**WHAT YOU HAVE TO DO:**
Find and copy each line in the records that contains the word "blue".
= = = = = = =
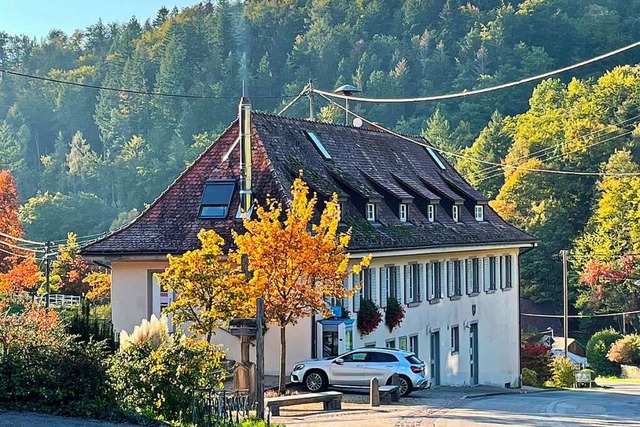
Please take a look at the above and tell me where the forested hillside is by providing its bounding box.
[0,0,640,310]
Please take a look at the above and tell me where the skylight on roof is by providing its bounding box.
[424,147,447,170]
[304,131,331,160]
[198,179,236,219]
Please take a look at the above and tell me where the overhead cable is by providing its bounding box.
[312,41,640,104]
[319,93,640,177]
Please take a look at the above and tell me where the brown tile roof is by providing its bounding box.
[82,112,536,256]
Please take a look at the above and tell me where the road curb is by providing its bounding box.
[461,388,561,399]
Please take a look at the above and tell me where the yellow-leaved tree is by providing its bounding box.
[156,230,256,342]
[232,178,371,393]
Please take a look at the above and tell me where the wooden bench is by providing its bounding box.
[378,385,400,405]
[264,391,342,417]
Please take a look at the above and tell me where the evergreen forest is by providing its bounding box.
[0,0,640,327]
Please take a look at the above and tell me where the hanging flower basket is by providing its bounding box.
[356,299,382,337]
[384,297,404,332]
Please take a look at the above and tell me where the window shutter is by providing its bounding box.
[465,259,473,295]
[351,273,364,313]
[404,264,413,304]
[370,268,378,304]
[482,257,491,292]
[414,264,426,301]
[438,261,447,297]
[447,261,455,297]
[380,267,389,308]
[342,275,351,311]
[427,263,435,301]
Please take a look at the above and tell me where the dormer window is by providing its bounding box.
[367,203,376,222]
[198,179,236,219]
[398,203,407,222]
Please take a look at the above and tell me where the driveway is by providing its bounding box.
[436,383,640,427]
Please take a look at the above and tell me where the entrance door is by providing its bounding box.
[430,332,440,386]
[469,323,479,385]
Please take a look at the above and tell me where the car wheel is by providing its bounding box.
[304,371,328,393]
[398,376,413,397]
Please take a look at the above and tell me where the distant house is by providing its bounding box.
[82,100,536,386]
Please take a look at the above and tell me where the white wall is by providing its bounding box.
[111,248,520,386]
[351,249,520,387]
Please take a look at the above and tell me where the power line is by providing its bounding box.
[476,125,634,182]
[313,41,640,103]
[476,114,640,180]
[318,93,640,177]
[520,310,640,319]
[0,240,44,253]
[0,68,288,99]
[0,232,44,246]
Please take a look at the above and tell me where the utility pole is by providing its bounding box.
[44,241,51,308]
[560,249,569,357]
[256,298,264,420]
[307,79,316,120]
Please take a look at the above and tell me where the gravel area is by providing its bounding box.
[0,411,139,427]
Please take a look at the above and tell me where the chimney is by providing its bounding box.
[238,96,253,213]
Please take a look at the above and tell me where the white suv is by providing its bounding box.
[291,347,429,396]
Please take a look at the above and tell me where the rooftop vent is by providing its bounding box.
[198,179,236,219]
[424,147,447,170]
[304,131,331,160]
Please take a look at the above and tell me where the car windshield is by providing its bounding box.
[405,354,424,365]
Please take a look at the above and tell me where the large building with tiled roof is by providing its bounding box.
[82,99,536,386]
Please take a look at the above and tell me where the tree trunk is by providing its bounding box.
[278,326,287,394]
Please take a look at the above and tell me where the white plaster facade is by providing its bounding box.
[112,244,531,387]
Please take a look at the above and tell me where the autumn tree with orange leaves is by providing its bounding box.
[231,179,371,393]
[0,171,42,295]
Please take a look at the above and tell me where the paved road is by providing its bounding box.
[429,383,640,427]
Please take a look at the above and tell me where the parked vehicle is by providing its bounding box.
[291,347,429,396]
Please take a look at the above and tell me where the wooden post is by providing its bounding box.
[256,298,264,420]
[369,377,380,407]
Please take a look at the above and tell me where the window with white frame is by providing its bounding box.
[427,261,446,301]
[489,256,500,291]
[427,205,436,222]
[451,325,460,354]
[399,203,407,222]
[502,255,513,289]
[467,258,480,294]
[367,203,376,221]
[353,268,376,312]
[453,260,464,297]
[404,263,424,304]
[380,265,401,308]
[409,335,418,356]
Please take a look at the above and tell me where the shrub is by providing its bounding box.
[607,334,640,366]
[356,299,382,337]
[384,297,404,332]
[0,305,108,415]
[108,317,226,421]
[587,329,622,377]
[522,368,540,387]
[521,342,551,385]
[549,357,575,387]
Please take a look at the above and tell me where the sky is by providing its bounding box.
[0,0,200,40]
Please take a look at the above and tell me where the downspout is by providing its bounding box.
[238,96,253,217]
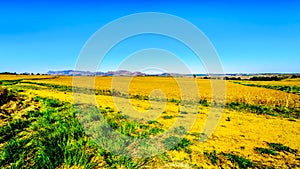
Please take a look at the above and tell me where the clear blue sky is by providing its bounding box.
[0,0,300,73]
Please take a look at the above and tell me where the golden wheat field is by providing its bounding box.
[0,75,300,168]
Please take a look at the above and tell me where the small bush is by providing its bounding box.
[254,147,278,156]
[222,153,254,169]
[204,150,218,165]
[268,143,297,153]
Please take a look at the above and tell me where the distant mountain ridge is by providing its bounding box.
[46,70,207,76]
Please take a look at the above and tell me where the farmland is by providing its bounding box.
[0,75,300,168]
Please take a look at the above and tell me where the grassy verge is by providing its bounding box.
[233,82,300,95]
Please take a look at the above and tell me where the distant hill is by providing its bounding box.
[47,70,147,76]
[46,70,202,77]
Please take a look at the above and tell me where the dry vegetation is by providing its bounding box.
[0,76,300,168]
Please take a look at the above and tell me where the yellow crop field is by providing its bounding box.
[0,75,300,168]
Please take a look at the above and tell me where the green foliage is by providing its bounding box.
[163,136,192,151]
[254,147,278,156]
[227,102,300,119]
[174,126,187,135]
[234,82,300,94]
[268,143,297,153]
[0,86,16,106]
[204,150,218,165]
[199,99,210,107]
[163,115,174,119]
[222,153,254,169]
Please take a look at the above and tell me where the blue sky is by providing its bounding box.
[0,0,300,73]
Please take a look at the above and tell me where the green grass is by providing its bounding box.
[163,136,192,151]
[0,90,171,168]
[268,143,297,154]
[221,153,254,169]
[203,150,218,165]
[254,147,278,156]
[226,102,300,119]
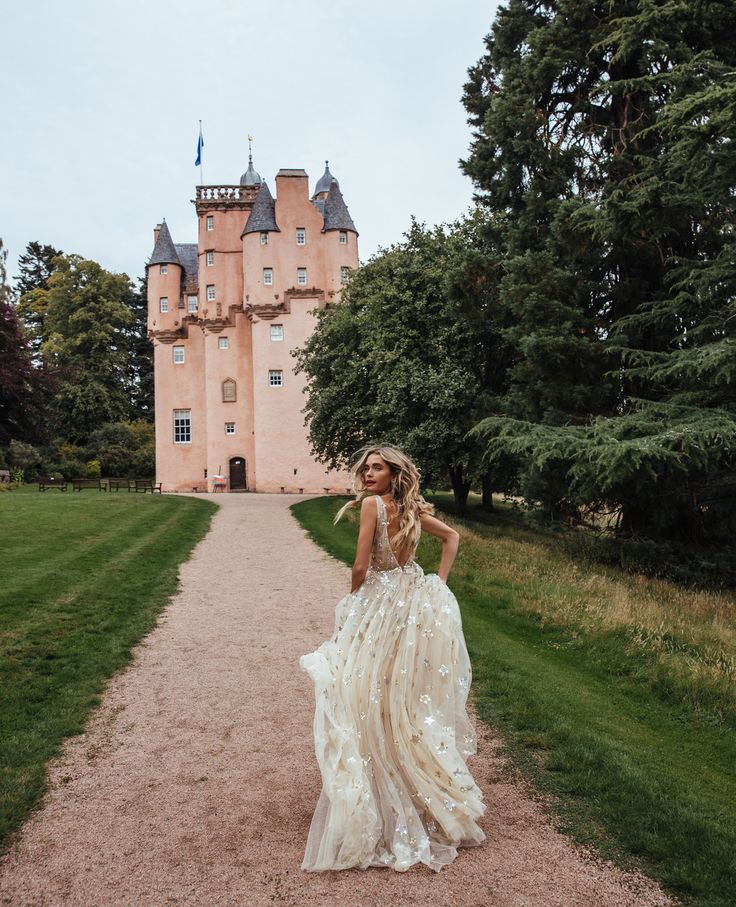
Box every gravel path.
[0,494,673,907]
= = = = = = =
**TASK ANSWER:**
Please take a look at the above and tell me where the clear blue sky is by providing its bounding box.
Please take a look at the above and tell me where the blue sky is by providing its bounding box.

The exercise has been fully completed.